» **Selected excerpt**
++++++++

Old question of who pulls the strings comes back to haunt Sinn Féin

Backroom people with senior IRA pedigrees appear to wield considerable influence

Sinn Féin's surge in the opinion polls has raised questions about how it would perform in government were Fine Gael or Fianna Fáil to reverse their stance of refusing to go into coalition with them.

The latest fallout from the Paul Quinn murder may make it problematic over whether such a liaison could happen but it is worth examining how Sinn Féin has acquitted itself in the Northern Executive – when it was sitting.

There is no escaping the fact that Sinn Féin’s links to the IRA and also to what some have described as “unelected backroom figures” has frequently made government in the North difficult, and sometimes impossible.

Between December 1999 and October 2002, the Executive was suspended four times, with Sinn Féin central to those breakdowns, first over the IRA’s failure to fully decommission and over “Stormontgate” in 2002, an alleged IRA spy ring operating at the heart of government.

READ MORE

It took another five years until the Executive and Assembly were up and running again. That Executive, with the DUP and Sinn Féin in charge, lasted nearly to 10 years but collapsed in January 2017, again with Sinn Féin in the spotlight. Martin McGuinness resigned as deputy first minister in a row over the Renewable Heat Incentive scheme, bringing down the administration,

It took three years to build it up again.

++++++++

» **Supplied material**
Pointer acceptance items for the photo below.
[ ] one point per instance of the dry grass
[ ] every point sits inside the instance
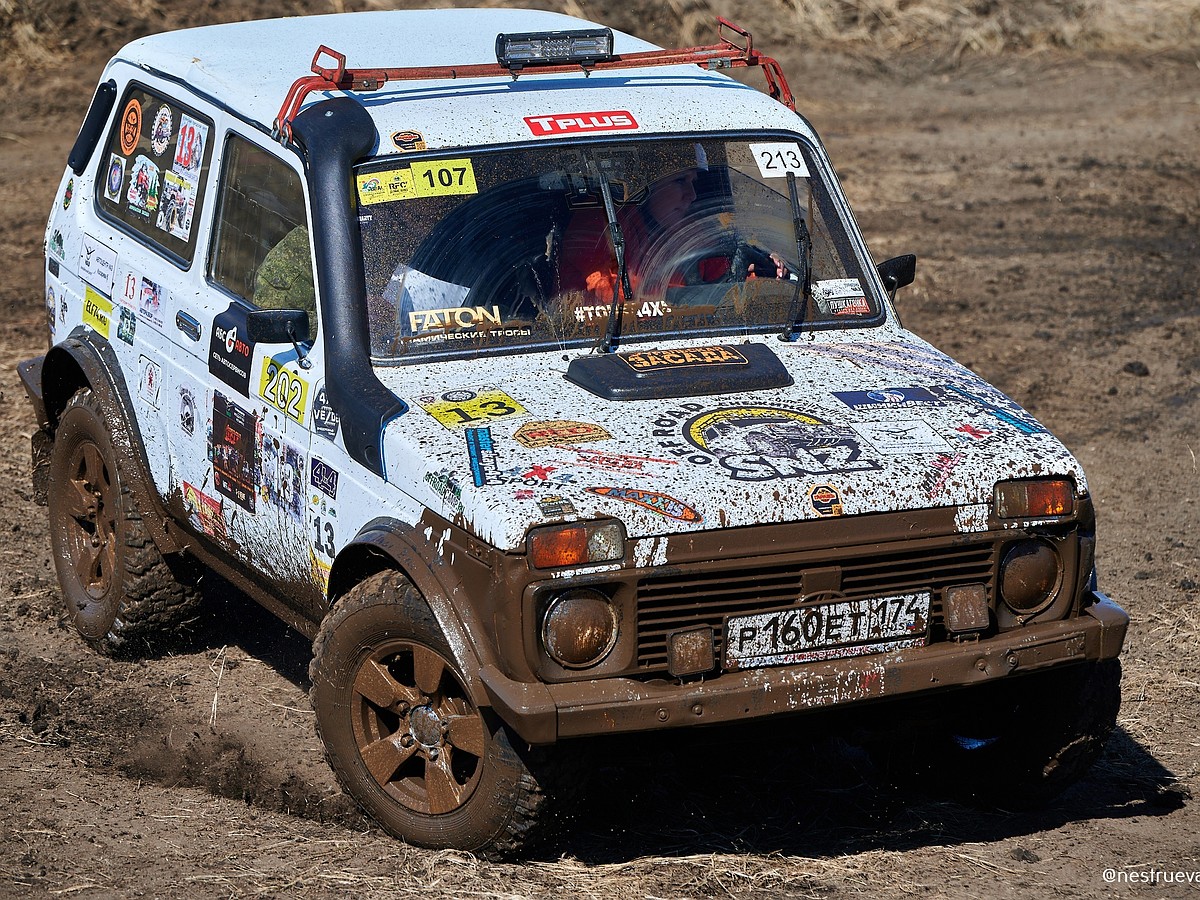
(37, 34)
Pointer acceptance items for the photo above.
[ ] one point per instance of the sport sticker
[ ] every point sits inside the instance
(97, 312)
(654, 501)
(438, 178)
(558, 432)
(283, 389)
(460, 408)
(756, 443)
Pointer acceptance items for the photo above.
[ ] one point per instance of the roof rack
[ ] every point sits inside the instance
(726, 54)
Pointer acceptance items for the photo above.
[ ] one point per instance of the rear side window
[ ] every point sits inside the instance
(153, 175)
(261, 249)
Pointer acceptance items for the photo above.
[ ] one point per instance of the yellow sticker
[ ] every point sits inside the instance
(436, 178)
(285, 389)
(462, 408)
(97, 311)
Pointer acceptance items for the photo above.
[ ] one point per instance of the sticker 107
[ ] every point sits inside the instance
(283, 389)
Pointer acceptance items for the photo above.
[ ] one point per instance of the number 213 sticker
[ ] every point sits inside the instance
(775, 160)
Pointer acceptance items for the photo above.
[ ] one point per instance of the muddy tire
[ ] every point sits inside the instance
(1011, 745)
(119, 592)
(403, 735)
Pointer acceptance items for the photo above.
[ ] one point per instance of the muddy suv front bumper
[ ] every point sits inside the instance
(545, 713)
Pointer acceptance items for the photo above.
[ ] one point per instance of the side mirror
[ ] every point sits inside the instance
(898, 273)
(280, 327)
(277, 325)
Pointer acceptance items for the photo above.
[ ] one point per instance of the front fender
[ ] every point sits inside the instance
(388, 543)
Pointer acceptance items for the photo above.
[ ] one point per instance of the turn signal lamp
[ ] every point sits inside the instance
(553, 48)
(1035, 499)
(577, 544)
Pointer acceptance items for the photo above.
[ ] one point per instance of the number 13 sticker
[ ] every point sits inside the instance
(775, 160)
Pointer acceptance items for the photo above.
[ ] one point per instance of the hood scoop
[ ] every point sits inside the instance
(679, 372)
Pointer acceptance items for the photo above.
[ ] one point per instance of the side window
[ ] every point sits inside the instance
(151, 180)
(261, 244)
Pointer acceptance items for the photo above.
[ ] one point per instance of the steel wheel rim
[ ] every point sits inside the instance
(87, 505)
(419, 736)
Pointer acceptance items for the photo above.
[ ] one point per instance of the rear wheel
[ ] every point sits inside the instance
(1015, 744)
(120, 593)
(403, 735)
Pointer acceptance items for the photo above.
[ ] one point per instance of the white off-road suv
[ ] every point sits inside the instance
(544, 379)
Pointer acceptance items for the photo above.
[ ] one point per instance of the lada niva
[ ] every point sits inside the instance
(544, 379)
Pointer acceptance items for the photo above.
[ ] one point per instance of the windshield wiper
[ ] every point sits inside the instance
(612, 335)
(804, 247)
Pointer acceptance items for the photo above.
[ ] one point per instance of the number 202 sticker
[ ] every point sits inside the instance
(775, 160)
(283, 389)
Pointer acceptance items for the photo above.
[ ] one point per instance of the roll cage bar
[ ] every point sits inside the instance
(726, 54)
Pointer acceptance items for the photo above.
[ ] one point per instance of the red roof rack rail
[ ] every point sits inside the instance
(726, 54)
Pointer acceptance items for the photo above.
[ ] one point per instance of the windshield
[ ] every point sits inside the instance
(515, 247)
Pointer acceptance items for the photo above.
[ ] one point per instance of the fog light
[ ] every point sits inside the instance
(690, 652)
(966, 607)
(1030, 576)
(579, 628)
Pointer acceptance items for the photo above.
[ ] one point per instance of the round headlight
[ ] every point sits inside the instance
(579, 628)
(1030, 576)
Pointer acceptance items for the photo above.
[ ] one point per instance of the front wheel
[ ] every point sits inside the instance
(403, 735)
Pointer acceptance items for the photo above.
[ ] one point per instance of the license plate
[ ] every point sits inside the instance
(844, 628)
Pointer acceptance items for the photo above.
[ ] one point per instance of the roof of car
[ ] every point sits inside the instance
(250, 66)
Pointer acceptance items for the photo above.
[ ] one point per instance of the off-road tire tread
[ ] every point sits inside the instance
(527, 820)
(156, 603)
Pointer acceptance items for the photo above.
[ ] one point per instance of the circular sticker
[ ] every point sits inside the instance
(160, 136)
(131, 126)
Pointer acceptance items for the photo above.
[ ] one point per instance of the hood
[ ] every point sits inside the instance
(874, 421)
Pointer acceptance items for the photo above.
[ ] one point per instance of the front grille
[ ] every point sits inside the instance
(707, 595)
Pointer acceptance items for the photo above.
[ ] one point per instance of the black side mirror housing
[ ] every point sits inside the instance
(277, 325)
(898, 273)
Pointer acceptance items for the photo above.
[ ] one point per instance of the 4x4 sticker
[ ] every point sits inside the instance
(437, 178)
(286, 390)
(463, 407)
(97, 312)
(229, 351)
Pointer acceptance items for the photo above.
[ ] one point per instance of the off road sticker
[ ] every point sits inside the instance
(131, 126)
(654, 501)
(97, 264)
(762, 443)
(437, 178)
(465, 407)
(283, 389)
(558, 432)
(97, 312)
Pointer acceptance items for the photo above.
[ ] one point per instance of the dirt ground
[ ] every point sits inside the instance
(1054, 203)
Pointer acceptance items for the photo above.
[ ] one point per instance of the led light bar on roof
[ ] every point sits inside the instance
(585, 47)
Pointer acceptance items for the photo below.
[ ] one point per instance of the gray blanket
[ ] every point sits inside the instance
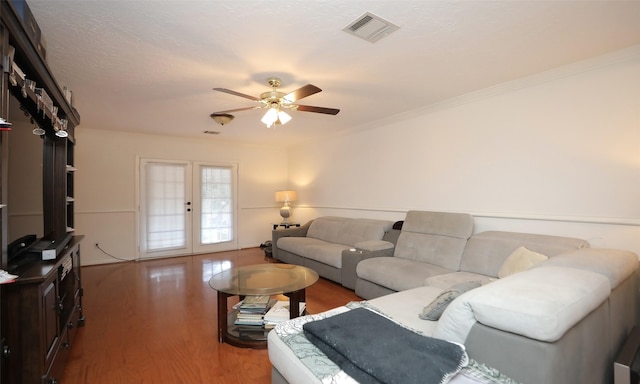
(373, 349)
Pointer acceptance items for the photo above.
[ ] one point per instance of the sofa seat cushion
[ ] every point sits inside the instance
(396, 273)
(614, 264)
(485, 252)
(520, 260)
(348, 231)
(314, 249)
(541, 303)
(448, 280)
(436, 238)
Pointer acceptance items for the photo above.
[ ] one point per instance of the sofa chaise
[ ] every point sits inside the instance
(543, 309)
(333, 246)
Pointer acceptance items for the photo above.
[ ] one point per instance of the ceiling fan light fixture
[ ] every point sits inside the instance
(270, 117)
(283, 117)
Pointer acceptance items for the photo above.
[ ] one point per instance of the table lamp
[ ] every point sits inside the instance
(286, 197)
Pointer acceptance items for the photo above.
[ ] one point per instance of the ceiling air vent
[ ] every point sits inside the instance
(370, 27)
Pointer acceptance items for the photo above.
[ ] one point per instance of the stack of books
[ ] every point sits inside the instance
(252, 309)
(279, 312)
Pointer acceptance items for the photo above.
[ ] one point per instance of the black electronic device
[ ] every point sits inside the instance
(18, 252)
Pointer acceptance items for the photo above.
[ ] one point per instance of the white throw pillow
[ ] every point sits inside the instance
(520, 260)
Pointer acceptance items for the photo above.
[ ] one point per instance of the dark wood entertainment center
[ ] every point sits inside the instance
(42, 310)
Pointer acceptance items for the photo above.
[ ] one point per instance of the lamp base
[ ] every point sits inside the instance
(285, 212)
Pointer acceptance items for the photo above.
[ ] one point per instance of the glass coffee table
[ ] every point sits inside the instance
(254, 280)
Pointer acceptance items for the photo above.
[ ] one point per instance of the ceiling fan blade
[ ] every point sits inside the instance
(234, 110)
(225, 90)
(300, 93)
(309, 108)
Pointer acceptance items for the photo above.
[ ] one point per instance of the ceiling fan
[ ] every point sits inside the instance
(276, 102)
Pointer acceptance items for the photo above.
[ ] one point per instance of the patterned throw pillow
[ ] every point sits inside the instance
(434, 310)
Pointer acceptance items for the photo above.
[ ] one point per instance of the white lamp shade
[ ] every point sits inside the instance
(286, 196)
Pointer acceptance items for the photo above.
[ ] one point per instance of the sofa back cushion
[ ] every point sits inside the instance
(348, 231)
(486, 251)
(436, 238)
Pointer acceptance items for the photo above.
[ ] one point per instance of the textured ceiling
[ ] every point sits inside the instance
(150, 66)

++++++++

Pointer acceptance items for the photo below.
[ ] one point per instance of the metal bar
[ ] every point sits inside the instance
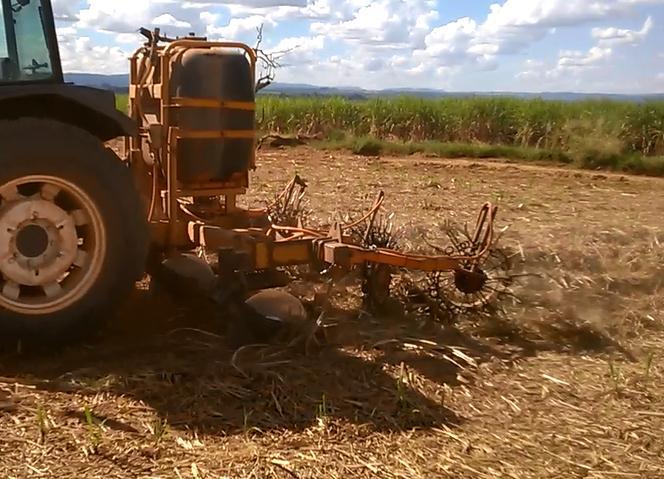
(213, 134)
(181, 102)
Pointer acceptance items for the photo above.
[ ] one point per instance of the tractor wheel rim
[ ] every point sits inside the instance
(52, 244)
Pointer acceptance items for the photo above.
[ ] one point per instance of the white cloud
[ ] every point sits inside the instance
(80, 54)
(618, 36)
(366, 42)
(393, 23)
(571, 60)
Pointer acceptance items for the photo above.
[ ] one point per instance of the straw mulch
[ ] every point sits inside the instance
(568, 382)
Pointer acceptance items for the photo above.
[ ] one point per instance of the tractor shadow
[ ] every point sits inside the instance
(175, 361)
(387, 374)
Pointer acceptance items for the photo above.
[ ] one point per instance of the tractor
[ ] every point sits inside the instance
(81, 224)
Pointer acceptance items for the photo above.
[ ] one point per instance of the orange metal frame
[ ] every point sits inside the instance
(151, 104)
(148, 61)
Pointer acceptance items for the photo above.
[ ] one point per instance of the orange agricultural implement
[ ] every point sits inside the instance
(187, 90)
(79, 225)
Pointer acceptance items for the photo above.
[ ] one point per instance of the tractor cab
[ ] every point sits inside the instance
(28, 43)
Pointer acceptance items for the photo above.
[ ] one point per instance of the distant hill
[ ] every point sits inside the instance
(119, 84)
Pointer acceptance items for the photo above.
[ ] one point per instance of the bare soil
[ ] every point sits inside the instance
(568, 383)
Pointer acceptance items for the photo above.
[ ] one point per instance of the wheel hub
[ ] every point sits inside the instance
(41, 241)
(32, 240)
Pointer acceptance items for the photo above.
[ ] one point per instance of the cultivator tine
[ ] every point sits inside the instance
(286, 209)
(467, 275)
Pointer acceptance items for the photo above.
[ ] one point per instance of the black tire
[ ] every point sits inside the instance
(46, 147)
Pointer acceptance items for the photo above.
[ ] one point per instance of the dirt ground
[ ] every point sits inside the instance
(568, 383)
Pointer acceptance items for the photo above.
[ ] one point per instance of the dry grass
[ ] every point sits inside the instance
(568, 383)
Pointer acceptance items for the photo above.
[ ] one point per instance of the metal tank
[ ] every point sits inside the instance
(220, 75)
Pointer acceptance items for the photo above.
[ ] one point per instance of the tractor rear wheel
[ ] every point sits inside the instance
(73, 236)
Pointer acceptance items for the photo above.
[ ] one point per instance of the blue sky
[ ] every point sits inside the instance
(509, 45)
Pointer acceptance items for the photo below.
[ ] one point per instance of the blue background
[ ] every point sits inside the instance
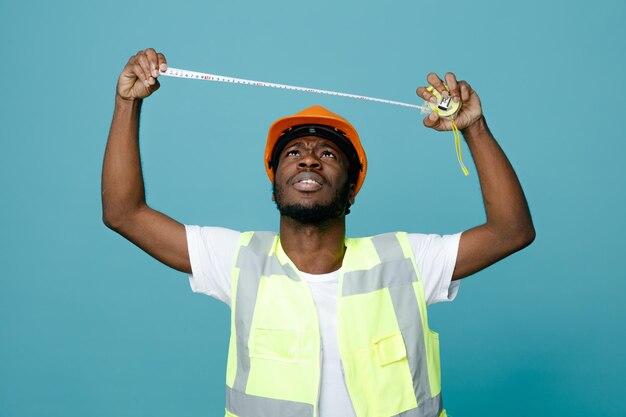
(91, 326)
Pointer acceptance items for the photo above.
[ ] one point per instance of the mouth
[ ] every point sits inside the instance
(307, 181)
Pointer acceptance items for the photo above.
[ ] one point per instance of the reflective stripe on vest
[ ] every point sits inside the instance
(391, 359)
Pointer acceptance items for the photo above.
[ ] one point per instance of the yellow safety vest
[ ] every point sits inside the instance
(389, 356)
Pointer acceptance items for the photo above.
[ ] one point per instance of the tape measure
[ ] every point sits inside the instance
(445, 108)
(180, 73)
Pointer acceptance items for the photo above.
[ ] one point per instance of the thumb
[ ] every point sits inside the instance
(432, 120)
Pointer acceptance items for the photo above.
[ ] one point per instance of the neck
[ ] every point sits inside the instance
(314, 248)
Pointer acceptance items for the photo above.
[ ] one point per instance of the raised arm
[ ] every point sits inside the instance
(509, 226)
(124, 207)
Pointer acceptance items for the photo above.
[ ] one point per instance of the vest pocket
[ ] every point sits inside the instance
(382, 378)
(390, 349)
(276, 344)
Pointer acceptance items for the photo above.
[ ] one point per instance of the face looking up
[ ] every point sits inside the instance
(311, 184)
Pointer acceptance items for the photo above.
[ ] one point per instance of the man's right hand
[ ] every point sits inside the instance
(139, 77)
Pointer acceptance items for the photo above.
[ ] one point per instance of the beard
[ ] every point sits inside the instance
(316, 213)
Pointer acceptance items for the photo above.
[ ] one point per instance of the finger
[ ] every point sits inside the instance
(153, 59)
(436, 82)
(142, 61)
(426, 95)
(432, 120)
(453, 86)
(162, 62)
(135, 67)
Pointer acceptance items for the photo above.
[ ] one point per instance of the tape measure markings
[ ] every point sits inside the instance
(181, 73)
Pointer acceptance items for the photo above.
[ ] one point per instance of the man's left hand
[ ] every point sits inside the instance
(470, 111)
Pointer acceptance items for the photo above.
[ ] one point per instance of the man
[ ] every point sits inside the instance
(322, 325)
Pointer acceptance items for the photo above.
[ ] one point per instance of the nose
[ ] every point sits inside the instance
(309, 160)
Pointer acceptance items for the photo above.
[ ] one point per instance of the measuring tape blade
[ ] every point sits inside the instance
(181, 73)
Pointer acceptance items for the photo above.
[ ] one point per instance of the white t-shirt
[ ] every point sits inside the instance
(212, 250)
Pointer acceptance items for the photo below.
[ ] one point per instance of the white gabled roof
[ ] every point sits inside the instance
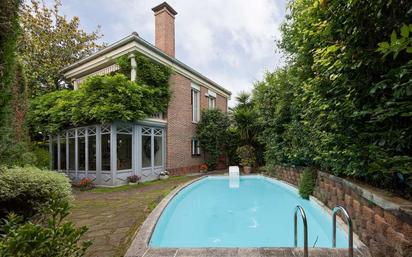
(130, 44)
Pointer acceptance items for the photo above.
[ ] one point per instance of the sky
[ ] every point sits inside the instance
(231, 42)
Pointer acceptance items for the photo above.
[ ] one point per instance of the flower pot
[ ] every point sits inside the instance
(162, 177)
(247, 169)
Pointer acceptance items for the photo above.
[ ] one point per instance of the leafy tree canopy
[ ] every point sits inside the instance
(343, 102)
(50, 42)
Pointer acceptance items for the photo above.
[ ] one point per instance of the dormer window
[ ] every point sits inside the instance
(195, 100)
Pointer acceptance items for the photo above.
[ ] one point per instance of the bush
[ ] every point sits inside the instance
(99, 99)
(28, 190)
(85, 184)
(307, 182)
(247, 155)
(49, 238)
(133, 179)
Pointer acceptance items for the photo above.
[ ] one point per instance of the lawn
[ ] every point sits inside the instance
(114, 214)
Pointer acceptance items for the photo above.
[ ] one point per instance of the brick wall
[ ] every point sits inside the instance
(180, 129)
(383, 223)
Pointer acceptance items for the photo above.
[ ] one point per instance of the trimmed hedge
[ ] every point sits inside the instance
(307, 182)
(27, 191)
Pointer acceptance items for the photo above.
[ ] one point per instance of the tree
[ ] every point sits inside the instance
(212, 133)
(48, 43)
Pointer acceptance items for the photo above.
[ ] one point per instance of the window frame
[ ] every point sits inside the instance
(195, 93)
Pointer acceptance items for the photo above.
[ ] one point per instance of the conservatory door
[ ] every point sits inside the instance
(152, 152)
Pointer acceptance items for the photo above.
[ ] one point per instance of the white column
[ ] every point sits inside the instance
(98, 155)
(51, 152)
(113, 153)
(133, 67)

++++++++

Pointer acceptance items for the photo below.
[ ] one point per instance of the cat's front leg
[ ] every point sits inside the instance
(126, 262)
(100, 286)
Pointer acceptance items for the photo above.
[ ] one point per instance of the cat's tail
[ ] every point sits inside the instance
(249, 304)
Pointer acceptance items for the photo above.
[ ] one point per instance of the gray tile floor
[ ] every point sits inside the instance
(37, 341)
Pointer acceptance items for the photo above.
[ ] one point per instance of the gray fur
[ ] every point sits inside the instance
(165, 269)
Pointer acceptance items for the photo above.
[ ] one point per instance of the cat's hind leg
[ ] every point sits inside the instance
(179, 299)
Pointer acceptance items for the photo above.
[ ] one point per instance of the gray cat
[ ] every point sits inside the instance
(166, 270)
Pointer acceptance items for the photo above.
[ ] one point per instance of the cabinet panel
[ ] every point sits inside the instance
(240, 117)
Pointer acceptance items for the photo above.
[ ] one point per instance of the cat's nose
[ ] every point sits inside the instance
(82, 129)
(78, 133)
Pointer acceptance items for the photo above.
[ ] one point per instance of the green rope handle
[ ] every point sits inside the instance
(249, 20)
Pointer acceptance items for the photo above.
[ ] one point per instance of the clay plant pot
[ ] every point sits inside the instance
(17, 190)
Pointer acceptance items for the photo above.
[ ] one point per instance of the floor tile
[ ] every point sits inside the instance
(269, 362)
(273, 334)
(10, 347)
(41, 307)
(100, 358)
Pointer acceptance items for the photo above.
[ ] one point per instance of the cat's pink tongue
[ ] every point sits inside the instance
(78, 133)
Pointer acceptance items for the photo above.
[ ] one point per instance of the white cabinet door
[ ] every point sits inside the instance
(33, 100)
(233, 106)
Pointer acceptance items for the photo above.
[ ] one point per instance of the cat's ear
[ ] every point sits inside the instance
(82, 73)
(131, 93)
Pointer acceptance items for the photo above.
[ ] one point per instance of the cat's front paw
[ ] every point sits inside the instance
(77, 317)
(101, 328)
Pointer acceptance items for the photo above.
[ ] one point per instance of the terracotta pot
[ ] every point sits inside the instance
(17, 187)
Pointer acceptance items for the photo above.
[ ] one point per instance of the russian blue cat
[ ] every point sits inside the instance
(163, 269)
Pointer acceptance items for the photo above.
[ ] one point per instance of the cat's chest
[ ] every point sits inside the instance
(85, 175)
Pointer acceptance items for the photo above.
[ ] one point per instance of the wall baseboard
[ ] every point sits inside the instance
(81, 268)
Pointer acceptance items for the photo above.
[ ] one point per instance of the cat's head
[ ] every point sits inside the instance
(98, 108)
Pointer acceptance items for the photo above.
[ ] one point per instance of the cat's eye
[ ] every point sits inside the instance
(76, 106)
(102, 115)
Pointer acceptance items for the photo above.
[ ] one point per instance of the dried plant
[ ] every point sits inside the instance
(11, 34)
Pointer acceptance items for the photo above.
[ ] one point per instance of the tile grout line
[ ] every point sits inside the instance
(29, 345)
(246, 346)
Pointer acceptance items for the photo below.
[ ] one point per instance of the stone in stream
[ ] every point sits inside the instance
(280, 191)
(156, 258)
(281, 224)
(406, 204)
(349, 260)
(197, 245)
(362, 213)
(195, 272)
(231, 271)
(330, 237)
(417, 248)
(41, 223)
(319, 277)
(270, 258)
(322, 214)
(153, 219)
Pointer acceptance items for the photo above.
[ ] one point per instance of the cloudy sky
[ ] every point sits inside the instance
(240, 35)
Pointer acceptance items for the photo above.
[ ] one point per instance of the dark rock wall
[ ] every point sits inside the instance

++++++++

» **Short task 1**
According to the article on Sinn Féin in government, how many times was the Northern Executive suspended between December 1999 and October 2002?
» **Short task 2**
Pick up the article on Sinn Féin and the Northern Executive after its final sentence and write the next part.

» **Written answer 1**
Four times.

» **Written answer 2**
Ed Moloney portrayed Ted Howell as Gerry Adams's 'most trusted adviser and counsellor' and 'a highly secretive figure'

Decommissioning won’t be, and spying shouldn’t be, relevant to any Dáil coalition involving Sinn Féin. But there is still the old question of who pulls the strings.

A senior Stormont ex-civil servant who worked with many ministers from across the political divide said that in the initial years of the Executive and for quite a period thereafter, much of what Sinn Féin was doing at ministerial level "seemed to be constantly referred back to Connolly House (the party's HQ on the Andersonstown Road in west Belfast) to be washed through a committee system there.

“There was that smell of former combatants still having a huge impact on the whole thing,” he said. “No matter what policy paper was put forward it tended to find its way back to Connolly House.”

That most recently came to the fore in the row over the RHI scheme, dubbed “cash for ash”.

Former South Belfast Sinn Féin MLA Máirtín Ó Muilleoir was finance minister for a period during the RHI crisis. He was criticised for seeking the approval of Ted Howell, an unelected Sinn Féin kitchen cabinet figure, before he would sign off on a plan aimed at cutting some of the cost of the scheme.

Although three senior civil servants by then had told him the cost-saving plan was legitimate, Ó Muilleoir still consulted with Howell to ensure he was content with the proposal. He was, and the minister approved the scheme the following day.

Howell, a Belfast man who is in his early 70s, keeps a low profile, but Ed Moloney, author of A secret history of the IRA, has described him as "a reticent but enormously influential activist who doubled as chairman of the party's think tank, the body that directed the peace process for the SF leadership".

Moloney also portrayed him as Gerry Adams’s “most trusted adviser and counsellor” and “a highly secretive figure” who was “arguably one of the most influential figures in the Provisionals”.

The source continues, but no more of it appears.